* [Task description] Pick up the article on cross-border M&A disputes from its last sentence and carry it forward.

[start Text segment]

Cross-border M&A Disputes
Editor’s note: Doran Doeh has pursued a successful legal career of over 40 years in the UK and Russia and was Senior Counsel in Dentons’ Moscow office before returning back to London. He was named “Eminent practitioner in Energy and Natural Resources in Russia” by Chambers Global and Europe 2018. The editorial publishes his submission for Arbitration.ru in two parts due to complexity of the matter. The second part of the article covering disputes over representations, warranties, indemnities, governing law and other aspects of M&A deals will be published in the next issue of Arbitration.ru.
When I was asked by the editor of Arbitration.ru to prepare an article on cross-border M&A disputes, I hesitated to accept. I have been advising on M&A transactions for most of my long career, in London and in Moscow, so what made me hesitate?

[end Text segment]
[start Given information]

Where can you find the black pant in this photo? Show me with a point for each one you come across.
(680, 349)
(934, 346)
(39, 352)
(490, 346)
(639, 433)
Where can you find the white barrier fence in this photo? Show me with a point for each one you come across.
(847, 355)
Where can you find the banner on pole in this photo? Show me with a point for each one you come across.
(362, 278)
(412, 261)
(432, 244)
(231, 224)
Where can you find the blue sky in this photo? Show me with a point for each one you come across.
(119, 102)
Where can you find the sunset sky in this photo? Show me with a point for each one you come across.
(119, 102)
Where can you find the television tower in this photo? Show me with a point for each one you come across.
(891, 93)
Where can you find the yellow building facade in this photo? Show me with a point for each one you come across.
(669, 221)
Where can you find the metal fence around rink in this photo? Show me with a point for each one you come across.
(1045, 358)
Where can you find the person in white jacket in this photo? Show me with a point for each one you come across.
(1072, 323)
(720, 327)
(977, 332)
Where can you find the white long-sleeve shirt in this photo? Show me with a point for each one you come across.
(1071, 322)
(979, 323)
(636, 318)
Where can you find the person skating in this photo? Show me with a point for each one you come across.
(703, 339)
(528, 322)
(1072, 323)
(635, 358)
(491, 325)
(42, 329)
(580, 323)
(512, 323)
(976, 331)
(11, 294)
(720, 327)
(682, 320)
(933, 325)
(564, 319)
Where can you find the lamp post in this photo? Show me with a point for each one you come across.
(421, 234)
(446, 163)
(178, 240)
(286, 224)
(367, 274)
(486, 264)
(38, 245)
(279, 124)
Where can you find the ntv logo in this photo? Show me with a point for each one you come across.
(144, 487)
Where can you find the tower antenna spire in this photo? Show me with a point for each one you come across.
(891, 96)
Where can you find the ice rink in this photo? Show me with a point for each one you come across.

[end Given information]

* [Task response]
Much of the information about cross-border M&A deals and disputes is private and highly confidential. Many deals are not announced, particularly if none of the parties involved is subject to public disclosure requirements. Many disputes go to arbitration which is confidential (it is different with public company takeovers on internationally accessible stock exchanges but most of these are not very relevant for the Russian market). The best legal know-how tends to be protected within the confines of international law firms. There are some published works on M&A of varying weightiness, but most focus on how to do the deals and relatively few on disputes. Of course, I could rely on my own knowledge and experience, but to prepare a piece for this kind of publication I felt I needed to be able to support it from external sources. I quickly began to realize why the editor asked me to do the piece - because it is not easy.
Fortunately, I have been able to find a few appropriate sources, so here goes. I would point out, however, that an important factor which makes possible generalisation about M&A disputes is the availability of warranties and indemnities (W&I) insurance (sometimes called representations and warranties – R&W – insurance) in recent years, so that there are claims records.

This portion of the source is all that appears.